▽

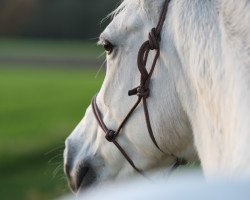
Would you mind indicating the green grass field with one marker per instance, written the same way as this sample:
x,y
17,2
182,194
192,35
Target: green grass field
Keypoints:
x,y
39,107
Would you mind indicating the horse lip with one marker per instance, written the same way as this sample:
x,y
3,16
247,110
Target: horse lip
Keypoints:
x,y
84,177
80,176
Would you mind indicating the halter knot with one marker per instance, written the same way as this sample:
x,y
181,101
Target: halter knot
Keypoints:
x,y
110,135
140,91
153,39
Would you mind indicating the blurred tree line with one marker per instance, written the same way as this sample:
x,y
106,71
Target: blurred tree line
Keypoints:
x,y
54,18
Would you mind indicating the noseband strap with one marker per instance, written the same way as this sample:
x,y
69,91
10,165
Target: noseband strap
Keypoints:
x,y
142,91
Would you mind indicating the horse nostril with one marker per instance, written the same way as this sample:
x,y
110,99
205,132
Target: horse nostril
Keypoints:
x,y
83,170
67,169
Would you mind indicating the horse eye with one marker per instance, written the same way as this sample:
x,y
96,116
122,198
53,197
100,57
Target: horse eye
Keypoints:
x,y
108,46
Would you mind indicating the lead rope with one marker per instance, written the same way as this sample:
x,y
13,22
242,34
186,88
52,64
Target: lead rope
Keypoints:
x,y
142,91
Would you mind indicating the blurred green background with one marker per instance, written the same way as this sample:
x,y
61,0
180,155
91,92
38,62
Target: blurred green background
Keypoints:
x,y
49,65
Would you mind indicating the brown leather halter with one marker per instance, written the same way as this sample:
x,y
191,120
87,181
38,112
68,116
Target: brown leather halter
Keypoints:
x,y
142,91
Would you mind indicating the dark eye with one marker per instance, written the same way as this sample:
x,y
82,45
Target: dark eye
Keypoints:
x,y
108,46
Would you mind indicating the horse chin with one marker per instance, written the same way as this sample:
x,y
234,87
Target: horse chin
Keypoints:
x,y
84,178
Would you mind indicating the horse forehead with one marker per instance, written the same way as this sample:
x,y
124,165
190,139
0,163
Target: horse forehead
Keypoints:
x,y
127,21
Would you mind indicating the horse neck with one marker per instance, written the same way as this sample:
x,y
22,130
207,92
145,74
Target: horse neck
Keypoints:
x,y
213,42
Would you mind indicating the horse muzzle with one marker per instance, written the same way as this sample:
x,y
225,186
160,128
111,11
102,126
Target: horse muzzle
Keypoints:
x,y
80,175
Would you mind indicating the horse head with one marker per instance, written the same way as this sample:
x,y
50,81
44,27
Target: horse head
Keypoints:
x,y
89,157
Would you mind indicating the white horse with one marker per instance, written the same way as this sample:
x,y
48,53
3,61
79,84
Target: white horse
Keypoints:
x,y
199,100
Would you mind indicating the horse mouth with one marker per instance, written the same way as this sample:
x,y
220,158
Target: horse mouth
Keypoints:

△

» Exercise brief
Print out the material word for word, omitting the pictures.

» Solved problem
Would you mind indicating the green grass field with one marker per instance, written the same way as this sample:
x,y
17,2
182,194
192,35
Target: green grass field
Keypoints:
x,y
39,107
Would you mind indicating the horse lip with one marker per instance, written the same way as this sample:
x,y
3,16
247,110
Target: horse lip
Keypoints:
x,y
84,177
80,176
Would you mind indicating the halter knot with one marker per instance, written the same way as this sample:
x,y
181,101
Target: halter knot
Keypoints:
x,y
110,135
140,91
153,39
Would you mind indicating the blurred tree line with one marker per instance, written the same way as this sample:
x,y
106,71
Target: blurred tree line
Keypoints:
x,y
54,18
Would you mind indicating the noseband strap with one marker per instance, written the same way as this sample:
x,y
69,91
10,165
Target: noseband strap
Keypoints:
x,y
142,91
Would you mind indicating the horse nostril with one marker per instance, written the same way as this sample:
x,y
110,99
205,132
Target: horse nostril
Keypoints:
x,y
83,170
67,169
Would you mind indicating the horse eye with one marker per instance, written the same way as this sample:
x,y
96,116
122,198
53,197
100,57
Target: horse eye
Keypoints:
x,y
108,46
Would you mind indicating the lead rope with one marker per instance, written the same way as this sample:
x,y
13,22
242,34
186,88
52,64
Target: lead rope
Keypoints:
x,y
142,91
Would you mind indicating the blurred green background with one marker per instance, written the same way as this sample:
x,y
61,0
180,155
91,92
38,62
Target: blurred green background
Keypoints:
x,y
49,65
Would you mind indicating the brown leather halter with one marker per instance, written the same way as this sample:
x,y
191,120
87,181
38,112
68,116
Target: brown leather halter
Keypoints:
x,y
142,91
Would you mind indicating the dark eye with one marker per instance, written the same way as this sample:
x,y
82,45
Target: dark eye
Keypoints:
x,y
108,46
Would you mind indicating the horse chin with one marker per instance, written the same way as this sample:
x,y
234,87
Target: horse chin
Keypoints:
x,y
84,178
Would you mind indicating the horse forehead with one marker per instance, written the same way as this sample:
x,y
124,165
190,139
0,163
Target: horse forehead
Keypoints:
x,y
127,21
Would you mind indicating the horse neck with one marker per instance, written the same way as this sample:
x,y
22,130
207,92
145,74
Target: horse neck
Keypoints:
x,y
213,42
Would you mind indicating the horse muzzle with one marker per instance, written the same way as this sample:
x,y
225,186
160,128
111,11
102,126
Target: horse muzzle
Keypoints:
x,y
80,175
Would you mind indicating the horse head with one marker per instance, written the same way as this sample:
x,y
50,81
44,27
Target: horse head
Keypoints:
x,y
89,157
Would you mind indicating the white horse with one marker per instance, written the same way as this sample:
x,y
48,53
3,61
79,84
Target: white horse
Keypoints:
x,y
199,100
Would you mind indicating the horse mouth with one marker per instance, written the same way as this sample:
x,y
220,158
Target: horse mouth
Keypoints:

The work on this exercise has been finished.